Request:
Reproduce the listing below verbatim, keeping every line in its original order and form.
++++ Task material
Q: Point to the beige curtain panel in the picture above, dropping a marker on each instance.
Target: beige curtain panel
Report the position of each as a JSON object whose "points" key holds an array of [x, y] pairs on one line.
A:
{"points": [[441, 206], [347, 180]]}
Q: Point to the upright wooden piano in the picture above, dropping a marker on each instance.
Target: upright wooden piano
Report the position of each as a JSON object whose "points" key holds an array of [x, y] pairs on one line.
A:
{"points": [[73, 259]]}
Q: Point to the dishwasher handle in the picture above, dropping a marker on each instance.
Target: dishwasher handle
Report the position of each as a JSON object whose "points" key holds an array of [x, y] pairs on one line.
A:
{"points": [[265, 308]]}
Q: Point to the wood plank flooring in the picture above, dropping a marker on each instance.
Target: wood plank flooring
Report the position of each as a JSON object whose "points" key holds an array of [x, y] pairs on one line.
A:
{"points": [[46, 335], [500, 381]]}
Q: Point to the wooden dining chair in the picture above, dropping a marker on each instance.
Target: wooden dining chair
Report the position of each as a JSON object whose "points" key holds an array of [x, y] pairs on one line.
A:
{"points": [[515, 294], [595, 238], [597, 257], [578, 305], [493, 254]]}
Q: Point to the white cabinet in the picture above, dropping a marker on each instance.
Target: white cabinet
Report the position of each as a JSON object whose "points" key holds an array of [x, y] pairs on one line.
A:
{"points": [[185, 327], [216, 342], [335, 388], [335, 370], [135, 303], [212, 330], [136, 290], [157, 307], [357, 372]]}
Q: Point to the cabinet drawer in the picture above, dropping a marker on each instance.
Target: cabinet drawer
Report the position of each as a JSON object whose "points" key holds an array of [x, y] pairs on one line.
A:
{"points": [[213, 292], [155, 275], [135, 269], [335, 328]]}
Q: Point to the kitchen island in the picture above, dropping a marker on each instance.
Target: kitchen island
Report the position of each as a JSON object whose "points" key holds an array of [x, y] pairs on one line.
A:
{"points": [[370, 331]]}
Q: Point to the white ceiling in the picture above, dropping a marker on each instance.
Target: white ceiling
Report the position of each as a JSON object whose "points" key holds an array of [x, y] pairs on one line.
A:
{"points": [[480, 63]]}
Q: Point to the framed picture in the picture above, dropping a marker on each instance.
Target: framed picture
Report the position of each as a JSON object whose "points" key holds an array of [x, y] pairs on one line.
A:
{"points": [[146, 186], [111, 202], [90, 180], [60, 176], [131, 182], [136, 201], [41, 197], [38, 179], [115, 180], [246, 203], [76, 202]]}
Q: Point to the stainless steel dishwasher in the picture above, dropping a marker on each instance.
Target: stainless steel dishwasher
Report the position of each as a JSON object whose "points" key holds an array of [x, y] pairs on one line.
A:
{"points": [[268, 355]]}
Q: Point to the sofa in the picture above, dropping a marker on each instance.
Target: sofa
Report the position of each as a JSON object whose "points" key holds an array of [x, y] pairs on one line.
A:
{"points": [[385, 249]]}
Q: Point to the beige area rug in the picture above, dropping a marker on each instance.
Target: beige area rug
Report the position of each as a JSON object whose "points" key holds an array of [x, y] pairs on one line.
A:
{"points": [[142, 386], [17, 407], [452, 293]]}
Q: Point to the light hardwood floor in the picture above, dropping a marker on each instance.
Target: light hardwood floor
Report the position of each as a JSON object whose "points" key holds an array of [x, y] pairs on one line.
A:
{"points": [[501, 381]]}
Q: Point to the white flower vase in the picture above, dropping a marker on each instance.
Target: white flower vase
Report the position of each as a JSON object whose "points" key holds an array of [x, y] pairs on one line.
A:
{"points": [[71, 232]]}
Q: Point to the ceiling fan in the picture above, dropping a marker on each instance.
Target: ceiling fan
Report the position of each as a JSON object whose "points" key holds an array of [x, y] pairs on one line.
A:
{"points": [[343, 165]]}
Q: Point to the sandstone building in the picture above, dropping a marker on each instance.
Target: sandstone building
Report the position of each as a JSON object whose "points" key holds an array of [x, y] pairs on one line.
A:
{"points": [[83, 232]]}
++++++++
Answer below:
Q: Point to the beige curtain panel in the picture above, dropping a marker on each instance.
Target: beige curtain panel
Report the position of each as a JSON object whose "points" key holds an array of [x, y] pairs on one line.
A:
{"points": [[441, 206], [347, 180]]}
Q: Point to the upright wooden piano in the picture above, dropping a marker on each instance.
Target: upright wooden piano
Report the position of each as a JSON object whose "points" key holds an array of [x, y] pairs on one line.
A:
{"points": [[73, 259]]}
Q: Point to the dishwasher handle in the picture above, dropping a marker on each instance.
Target: dishwasher handle
Report the position of each as a JSON object whose "points" key holds an array of [x, y] pairs on one line.
A:
{"points": [[265, 308]]}
Q: Point to the wood plank flooring in the picture above, dropping a marker on each instance.
Target: wood plank flooring
Report the position of each as a JSON object whose "points" key holds an array of [x, y] pairs on one line.
A:
{"points": [[46, 335], [500, 381]]}
Q: Point to the wooden dining chair in the picture above, dropping a marker on each instance.
Target: wooden dining chair
Report the position of each as a JSON object whose "points" key holds an array of [x, y] pairs on one line.
A:
{"points": [[515, 294], [595, 238], [597, 257], [578, 305], [493, 254]]}
Q: Point to the white cabinet in the picture above, dropping a marker on each instance.
Target: white cabinet
Report the position of each as a JSON object whose "points" key holds an array of [x, y] pairs on one line.
A:
{"points": [[185, 327], [216, 342], [335, 388], [335, 370], [135, 303], [212, 330], [136, 290], [157, 307], [357, 372]]}
Q: Point to the cabinet drawer in the picture above, dropping a marker on each instance.
Target: cabinet drawer
Report the position of each as a JSON object whose "points" key holds an array of [x, y] pairs on one line.
A:
{"points": [[213, 292], [155, 275], [135, 269], [335, 328]]}
Q: Point to the kitchen island in the picture above, dropping a marker on each instance.
Target: kitchen island
Report the position of each as a JSON object whose "points" key holds an array of [x, y] pairs on one line.
A:
{"points": [[370, 331]]}
Q: Point to the white ceiling in the picture above, dropping a marker on each instance.
Target: white ceiling
Report the position of each as a JSON object whose "points" key holds an array of [x, y] pairs on one line.
A:
{"points": [[480, 63]]}
Q: Point to the framed picture in the picture above, dropping a marker on each instance.
Target: framed picture
Report the position of each as a JSON object whose "points" key holds an array of [x, y] pairs on one line.
A:
{"points": [[146, 186], [111, 202], [90, 180], [60, 176], [131, 182], [136, 201], [41, 197], [38, 179], [115, 180], [246, 203], [76, 202]]}
Q: Point to the stainless steel dishwasher in the picture above, dropping a marker on each instance.
Target: stainless steel dishwasher
Report the position of each as a JSON object whose "points" key holds an array of [x, y] pairs on one line.
A:
{"points": [[268, 355]]}
Q: Point to the sofa in the picture above, dropping a marker on each instance.
Target: sofa
Report the position of each as a JSON object whose "points" key holds an array of [x, y] pairs on one line.
A:
{"points": [[385, 249]]}
Q: Point to the beige area rug in the picture above, dropping a marker on each instance.
Target: beige area rug
Report the position of each as a JSON object whose "points" key holds an array of [x, y] pairs on one line.
A:
{"points": [[142, 386], [17, 407], [452, 293]]}
Q: Point to the light hardwood floor in the picture above, dropping a marker on each instance.
Target: light hardwood floor
Report the position of each as a JSON object whose "points" key holds an array of [x, y] pairs on one line.
A:
{"points": [[501, 381]]}
Q: Point to the white flower vase in the picture above, dropping a marker on each instance.
Target: white flower vase
Report the position of each as a JSON object whose "points" key holds an array of [x, y] pairs on one line.
A:
{"points": [[71, 232]]}
Q: Point to the ceiling fan in the picture above, dropping a marker on each instance.
Target: ceiling fan
Report the position of each as a JSON object whose "points" key holds an array of [x, y] pairs on one line.
A:
{"points": [[343, 165]]}
Q: Point to the sandstone building in the picture above, dropping a marker on each instance.
Target: sandstone building
Report the position of each as a JSON object whose "points" key holds an array of [x, y] pairs on one line.
A:
{"points": [[83, 232]]}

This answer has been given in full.